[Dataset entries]
•••

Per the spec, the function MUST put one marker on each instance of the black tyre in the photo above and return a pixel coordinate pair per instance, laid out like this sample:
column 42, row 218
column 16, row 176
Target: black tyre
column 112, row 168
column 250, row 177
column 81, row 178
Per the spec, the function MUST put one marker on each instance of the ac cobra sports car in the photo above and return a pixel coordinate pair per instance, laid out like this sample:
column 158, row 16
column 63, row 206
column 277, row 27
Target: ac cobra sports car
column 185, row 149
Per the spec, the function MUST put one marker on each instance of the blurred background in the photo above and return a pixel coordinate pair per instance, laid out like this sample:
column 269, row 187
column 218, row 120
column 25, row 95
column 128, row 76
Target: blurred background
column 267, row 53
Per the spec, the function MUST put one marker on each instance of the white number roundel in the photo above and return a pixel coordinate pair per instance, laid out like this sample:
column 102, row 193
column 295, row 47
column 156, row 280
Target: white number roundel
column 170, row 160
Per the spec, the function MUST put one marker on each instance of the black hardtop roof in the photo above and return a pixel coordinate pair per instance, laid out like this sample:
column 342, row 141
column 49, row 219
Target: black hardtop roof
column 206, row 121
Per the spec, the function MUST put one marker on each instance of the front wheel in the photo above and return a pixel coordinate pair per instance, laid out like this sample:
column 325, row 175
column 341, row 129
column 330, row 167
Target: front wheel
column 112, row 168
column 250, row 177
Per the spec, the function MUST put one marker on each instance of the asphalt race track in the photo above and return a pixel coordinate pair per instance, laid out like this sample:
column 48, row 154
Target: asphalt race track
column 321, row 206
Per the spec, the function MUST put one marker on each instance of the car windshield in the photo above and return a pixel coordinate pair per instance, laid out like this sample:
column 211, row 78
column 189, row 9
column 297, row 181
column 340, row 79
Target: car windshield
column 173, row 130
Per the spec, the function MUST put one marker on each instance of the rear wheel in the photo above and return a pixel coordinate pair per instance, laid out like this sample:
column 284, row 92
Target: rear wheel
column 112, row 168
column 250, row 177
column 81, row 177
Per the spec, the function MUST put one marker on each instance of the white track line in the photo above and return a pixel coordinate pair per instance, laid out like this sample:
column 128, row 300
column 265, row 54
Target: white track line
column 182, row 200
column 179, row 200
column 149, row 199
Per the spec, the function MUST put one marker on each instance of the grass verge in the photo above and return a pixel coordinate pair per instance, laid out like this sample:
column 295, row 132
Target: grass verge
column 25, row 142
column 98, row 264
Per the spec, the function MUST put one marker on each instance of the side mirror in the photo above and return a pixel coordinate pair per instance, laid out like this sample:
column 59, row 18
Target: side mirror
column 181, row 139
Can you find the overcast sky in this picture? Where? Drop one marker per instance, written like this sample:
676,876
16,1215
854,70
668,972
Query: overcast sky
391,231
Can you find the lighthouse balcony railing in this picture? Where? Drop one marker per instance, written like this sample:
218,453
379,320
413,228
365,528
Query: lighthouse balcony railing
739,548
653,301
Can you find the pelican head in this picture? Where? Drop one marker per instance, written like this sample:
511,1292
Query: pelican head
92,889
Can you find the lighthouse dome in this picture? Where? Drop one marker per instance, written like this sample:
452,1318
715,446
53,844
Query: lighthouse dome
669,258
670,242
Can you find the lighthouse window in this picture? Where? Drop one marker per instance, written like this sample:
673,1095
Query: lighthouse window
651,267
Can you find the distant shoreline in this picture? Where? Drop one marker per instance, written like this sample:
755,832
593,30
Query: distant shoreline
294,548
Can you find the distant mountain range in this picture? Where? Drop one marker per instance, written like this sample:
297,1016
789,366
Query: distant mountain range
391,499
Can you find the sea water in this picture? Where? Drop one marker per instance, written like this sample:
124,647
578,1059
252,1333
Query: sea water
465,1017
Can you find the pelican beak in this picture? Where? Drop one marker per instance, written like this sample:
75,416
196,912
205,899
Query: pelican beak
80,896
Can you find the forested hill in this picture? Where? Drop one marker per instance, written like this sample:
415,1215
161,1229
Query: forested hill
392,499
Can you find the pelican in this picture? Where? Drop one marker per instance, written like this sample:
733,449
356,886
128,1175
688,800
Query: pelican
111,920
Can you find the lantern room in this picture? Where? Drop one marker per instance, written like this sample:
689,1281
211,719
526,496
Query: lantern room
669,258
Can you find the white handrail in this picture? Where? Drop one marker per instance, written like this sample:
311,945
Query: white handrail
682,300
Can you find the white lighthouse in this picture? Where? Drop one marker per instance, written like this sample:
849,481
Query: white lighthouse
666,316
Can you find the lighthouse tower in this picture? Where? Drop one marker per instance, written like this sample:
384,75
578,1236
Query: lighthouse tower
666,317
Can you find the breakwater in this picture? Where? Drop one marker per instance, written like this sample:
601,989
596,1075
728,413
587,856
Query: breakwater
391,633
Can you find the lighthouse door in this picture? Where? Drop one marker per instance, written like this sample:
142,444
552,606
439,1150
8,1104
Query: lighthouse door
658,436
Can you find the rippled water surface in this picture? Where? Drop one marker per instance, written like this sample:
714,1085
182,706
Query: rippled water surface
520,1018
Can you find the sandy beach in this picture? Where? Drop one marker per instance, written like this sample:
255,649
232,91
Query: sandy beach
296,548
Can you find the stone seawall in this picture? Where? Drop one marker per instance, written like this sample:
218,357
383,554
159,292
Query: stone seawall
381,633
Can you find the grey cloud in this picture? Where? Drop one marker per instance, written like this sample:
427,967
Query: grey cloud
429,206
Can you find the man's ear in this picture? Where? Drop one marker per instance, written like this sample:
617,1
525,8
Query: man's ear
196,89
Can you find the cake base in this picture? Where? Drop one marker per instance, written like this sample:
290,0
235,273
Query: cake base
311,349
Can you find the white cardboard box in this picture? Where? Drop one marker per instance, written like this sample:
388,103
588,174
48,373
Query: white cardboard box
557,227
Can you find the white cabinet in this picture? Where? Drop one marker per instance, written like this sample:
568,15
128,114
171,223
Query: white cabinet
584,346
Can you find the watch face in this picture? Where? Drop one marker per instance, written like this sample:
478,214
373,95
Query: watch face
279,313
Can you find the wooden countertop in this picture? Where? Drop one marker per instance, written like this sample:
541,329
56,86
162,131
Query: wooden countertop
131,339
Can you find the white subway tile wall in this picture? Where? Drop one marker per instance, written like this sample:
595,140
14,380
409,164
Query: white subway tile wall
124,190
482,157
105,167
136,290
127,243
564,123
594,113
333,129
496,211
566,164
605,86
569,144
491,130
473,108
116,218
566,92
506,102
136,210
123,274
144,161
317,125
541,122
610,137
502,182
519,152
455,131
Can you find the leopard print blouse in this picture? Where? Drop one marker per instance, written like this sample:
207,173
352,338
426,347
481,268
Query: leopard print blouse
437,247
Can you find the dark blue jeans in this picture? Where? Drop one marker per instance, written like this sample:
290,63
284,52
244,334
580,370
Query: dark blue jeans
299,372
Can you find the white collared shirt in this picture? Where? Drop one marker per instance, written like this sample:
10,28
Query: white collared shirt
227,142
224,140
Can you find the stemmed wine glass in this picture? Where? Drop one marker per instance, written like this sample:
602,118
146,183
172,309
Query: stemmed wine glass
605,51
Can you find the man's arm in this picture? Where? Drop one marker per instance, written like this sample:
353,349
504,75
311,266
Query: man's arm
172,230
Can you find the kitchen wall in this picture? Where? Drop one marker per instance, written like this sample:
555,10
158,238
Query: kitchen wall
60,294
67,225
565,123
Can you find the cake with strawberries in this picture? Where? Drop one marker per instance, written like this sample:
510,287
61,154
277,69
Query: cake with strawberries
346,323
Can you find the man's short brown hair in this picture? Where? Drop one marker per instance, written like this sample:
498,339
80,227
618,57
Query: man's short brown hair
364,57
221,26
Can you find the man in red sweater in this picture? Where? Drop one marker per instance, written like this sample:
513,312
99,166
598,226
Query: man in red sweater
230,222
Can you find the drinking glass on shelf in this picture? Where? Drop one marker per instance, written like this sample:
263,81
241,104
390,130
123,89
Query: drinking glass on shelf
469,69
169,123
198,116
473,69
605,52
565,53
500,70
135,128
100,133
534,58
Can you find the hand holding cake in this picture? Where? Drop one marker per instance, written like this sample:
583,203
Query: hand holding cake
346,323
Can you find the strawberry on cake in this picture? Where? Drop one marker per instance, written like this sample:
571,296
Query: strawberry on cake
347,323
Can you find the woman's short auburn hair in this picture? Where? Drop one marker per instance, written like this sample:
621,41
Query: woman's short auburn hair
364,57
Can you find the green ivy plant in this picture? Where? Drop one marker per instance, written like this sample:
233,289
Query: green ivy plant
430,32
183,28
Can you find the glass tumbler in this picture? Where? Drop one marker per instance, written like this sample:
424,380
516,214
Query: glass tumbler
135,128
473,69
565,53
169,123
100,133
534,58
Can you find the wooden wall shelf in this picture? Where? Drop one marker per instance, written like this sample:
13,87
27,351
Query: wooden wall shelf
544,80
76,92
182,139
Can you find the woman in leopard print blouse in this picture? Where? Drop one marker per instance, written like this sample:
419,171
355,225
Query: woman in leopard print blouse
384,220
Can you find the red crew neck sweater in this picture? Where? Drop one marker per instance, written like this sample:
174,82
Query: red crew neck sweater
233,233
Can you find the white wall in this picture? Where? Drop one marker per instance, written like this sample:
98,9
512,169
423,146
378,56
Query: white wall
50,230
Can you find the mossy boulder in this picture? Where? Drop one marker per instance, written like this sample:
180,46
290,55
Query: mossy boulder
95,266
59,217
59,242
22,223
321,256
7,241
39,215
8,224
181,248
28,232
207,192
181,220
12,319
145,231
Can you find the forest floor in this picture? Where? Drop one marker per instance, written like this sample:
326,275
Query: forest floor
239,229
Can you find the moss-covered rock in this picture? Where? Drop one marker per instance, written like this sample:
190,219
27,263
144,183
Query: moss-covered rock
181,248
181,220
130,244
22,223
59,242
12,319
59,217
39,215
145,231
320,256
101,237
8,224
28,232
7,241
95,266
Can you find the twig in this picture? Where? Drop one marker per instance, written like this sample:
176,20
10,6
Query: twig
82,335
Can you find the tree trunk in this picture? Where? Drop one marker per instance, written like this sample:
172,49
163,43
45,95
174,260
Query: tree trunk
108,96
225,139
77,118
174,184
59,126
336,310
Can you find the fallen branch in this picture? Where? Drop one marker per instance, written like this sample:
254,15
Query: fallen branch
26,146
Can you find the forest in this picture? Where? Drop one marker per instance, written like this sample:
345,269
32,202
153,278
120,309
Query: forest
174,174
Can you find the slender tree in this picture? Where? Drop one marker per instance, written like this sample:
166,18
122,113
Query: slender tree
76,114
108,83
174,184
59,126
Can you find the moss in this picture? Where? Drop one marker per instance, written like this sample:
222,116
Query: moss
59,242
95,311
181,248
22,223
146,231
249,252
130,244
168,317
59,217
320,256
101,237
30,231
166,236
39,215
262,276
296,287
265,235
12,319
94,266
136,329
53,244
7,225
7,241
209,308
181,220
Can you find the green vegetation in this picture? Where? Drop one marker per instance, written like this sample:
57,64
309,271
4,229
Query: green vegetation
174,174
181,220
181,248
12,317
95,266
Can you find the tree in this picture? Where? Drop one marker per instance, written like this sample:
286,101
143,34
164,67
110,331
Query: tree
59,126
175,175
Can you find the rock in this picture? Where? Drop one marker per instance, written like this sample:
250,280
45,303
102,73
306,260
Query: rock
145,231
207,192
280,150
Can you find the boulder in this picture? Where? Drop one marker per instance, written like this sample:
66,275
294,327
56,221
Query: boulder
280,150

•••

**Task brief**
Reproduce the records verbatim, starting at the first line and stopping after the line that contains "column 81, row 178".

**Correct answer**
Per the spec, the function MUST put one marker on each instance of the black tyre in the photo above and return a pixel coordinate pair per instance, laid out like this sample:
column 42, row 218
column 16, row 176
Target: black tyre
column 112, row 168
column 250, row 177
column 81, row 178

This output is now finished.